* [Document extract]:
━━━━━━

Modeling and performance evaluation of concurrent systems: Timed Petri nets are used to model the behavior of concurrent systems with temporal attributes reprtesenting the durations of system's activities. Different techniques are then used to obtain performance indices of timed models. For some models, structural analysis is sufficient for performance analysis. If a model is bounded and its state space is reasonably small, enhaustive reachability analysis can be used. Performance measures can also be estimated using discrete-event simulation of timed models. A wide variety of systems can be studied in this way, including computer and communication networks, multiprocessor systems, transportation networks, manufacturing systems and so on.

Privacy-Preserving Data Analysis for Health Research: Provide a common framework for the secure computation of health data including secure building blocks and privacy-preserving protocols for the set of common and widely used statistical analysis and data mining methods in health research. Using this framework data users are able to run the queries on the encrypted data without having access to the original raw data, which could be kept off the network after the encrypted data is generated in the setup phase. The framework will also be integrated with statistical software, like SAS, which is widely used for statistical analyses on data in many research centres and health units.

━━━━━━

* [Exercise brief]: What does the project summaries say starting at "Modeling and performance" and ending at "systems and so on."? Quote that span word for word.

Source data
━━━━━━

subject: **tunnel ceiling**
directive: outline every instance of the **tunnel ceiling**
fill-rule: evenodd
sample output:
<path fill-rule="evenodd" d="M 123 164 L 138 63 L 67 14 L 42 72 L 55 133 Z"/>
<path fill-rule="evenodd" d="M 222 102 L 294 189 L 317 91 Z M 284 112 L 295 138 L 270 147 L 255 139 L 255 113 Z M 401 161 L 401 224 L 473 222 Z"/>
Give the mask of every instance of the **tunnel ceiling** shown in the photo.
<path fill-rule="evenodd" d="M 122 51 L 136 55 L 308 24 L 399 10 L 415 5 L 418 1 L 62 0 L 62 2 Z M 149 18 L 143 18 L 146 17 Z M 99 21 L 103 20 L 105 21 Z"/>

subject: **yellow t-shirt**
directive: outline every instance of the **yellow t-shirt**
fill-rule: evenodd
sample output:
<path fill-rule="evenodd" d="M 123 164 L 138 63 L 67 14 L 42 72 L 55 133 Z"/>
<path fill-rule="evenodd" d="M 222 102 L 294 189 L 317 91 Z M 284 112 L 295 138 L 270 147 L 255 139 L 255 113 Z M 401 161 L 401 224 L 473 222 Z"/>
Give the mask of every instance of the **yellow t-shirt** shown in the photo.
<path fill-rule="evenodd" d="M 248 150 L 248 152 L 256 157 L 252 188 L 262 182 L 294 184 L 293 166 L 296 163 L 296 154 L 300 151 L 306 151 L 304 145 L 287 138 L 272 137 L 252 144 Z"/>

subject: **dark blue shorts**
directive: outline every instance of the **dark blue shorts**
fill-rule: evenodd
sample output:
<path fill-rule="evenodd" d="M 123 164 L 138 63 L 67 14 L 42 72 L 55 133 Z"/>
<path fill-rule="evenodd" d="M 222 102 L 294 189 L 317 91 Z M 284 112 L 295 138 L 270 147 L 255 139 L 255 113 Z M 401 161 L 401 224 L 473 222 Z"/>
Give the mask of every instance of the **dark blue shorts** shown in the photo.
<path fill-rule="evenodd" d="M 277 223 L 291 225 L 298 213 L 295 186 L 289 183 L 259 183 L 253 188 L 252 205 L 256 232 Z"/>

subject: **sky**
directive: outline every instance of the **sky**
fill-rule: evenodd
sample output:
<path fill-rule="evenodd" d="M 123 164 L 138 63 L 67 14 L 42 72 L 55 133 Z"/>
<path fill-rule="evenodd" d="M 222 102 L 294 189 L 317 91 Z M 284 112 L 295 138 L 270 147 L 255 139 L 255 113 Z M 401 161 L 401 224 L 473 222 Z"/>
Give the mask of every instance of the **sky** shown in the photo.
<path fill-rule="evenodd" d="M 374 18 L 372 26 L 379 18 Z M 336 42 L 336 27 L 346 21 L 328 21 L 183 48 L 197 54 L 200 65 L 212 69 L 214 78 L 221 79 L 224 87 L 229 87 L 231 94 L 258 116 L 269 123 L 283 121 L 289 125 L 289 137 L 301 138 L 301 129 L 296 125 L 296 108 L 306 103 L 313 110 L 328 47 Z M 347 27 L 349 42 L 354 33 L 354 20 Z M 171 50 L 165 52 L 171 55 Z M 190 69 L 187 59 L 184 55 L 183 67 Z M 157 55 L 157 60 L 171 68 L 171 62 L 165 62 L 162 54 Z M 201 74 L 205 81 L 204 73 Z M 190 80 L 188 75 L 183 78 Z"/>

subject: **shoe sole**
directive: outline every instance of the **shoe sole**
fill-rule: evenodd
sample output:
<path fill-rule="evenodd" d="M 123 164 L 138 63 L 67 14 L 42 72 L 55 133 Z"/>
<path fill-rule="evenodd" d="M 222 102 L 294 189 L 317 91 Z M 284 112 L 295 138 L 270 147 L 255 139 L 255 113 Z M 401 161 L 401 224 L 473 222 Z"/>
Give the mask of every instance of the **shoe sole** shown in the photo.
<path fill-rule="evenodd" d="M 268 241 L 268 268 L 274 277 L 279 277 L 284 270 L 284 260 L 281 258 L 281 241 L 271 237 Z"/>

━━━━━━

* [Result of the task]:
Modeling and performance evaluation of concurrent systems: Timed Petri nets are used to model the behavior of concurrent systems with temporal attributes reprtesenting the durations of system's activities. Different techniques are then used to obtain performance indices of timed models. For some models, structural analysis is sufficient for performance analysis. If a model is bounded and its state space is reasonably small, enhaustive reachability analysis can be used. Performance measures can also be estimated using discrete-event simulation of timed models. A wide variety of systems can be studied in this way, including computer and communication networks, multiprocessor systems, transportation networks, manufacturing systems and so on.